◆ Data for the task:
__________

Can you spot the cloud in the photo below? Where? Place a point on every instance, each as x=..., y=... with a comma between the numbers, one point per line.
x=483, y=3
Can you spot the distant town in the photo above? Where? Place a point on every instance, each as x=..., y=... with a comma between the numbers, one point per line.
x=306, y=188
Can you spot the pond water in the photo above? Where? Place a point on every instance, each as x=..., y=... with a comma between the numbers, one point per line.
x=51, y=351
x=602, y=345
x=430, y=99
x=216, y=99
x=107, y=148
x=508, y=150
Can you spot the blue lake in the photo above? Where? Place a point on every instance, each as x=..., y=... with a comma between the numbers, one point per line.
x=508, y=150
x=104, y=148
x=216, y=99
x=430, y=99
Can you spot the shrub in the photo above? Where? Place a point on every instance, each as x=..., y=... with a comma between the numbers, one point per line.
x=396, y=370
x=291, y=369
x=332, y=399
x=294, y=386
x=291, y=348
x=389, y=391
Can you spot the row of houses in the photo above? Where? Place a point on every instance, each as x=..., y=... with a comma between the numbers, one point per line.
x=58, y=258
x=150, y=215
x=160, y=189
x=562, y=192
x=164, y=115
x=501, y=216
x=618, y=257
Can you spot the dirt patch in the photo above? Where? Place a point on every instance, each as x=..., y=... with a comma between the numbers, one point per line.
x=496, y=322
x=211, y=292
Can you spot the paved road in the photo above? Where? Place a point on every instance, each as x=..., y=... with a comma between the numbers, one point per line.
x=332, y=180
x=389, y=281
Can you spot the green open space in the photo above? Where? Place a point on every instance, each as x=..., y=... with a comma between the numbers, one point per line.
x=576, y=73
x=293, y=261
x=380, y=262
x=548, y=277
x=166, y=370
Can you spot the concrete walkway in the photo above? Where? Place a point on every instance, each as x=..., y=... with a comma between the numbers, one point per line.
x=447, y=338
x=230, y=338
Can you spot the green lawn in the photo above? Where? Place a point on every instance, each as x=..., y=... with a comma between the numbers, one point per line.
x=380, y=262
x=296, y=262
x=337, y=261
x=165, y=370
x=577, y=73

__________

◆ Set task: Can you put every row above into a numbered list, leaving out any blank lines?

◆ Result for this task:
1. Can you spot the cloud in the photo below? Where? Place a point on every instance, each as x=..., y=... with a comma between the numbers, one point per line.
2. x=483, y=3
3. Can you spot the distant town in the photo above? Where? Place a point on every instance, each as x=..., y=... with a comma between the numbers, one point per line.
4. x=306, y=188
5. Can you spot the pond water in the photo above? Where? Place a point on every instance, each as x=..., y=... with a comma between the numbers, one point per line.
6. x=51, y=351
7. x=602, y=345
8. x=430, y=99
9. x=216, y=99
10. x=107, y=148
11. x=508, y=150
12. Can you spot the blue lake in the photo above? Where? Place a point on every instance, each as x=..., y=... with a comma between the numbers, one point per line.
13. x=508, y=150
14. x=104, y=148
15. x=216, y=99
16. x=430, y=99
17. Can you spot the shrub in the photo above? Where? Place a point on every instance, each as x=..., y=... with a comma between the numbers, one point per line.
18. x=396, y=370
19. x=291, y=369
20. x=332, y=399
21. x=294, y=386
22. x=291, y=348
23. x=389, y=391
24. Can you spot the row of houses in the photo above? Where? Place a point on every instance, each as x=..., y=... with a comma between the numbers, one point per line.
25. x=58, y=258
26. x=150, y=215
27. x=160, y=189
28. x=562, y=192
29. x=164, y=115
30. x=501, y=216
31. x=618, y=257
32. Can you spot the dirt patch in the photo above? Where? Place a point on every instance, each as x=..., y=... with a comma between the numbers, one point per line.
33. x=496, y=322
34. x=211, y=292
35. Can you spot the paved road in the photo above? Where? Place a point on every instance, each as x=..., y=... with a comma between the numbers, one point per line.
36. x=332, y=180
37. x=389, y=281
38. Can you spot the green open space in the photo above? Where? Place a point on every instance, each as x=..., y=... with a comma between the numbers, one point per line.
39. x=576, y=73
40. x=293, y=261
41. x=380, y=262
42. x=548, y=277
43. x=166, y=370
44. Can you spot the concrete walkway in the photo above? Where? Place a point on every instance, each as x=..., y=... with a comma between the numbers, one point per line.
45. x=447, y=338
46. x=230, y=338
47. Can you spot the green lawn in the photo above? Where? Place a point on every instance, each as x=..., y=... with a comma between the numbers, one point per line.
48. x=380, y=262
49. x=296, y=262
50. x=337, y=261
51. x=165, y=370
52. x=577, y=73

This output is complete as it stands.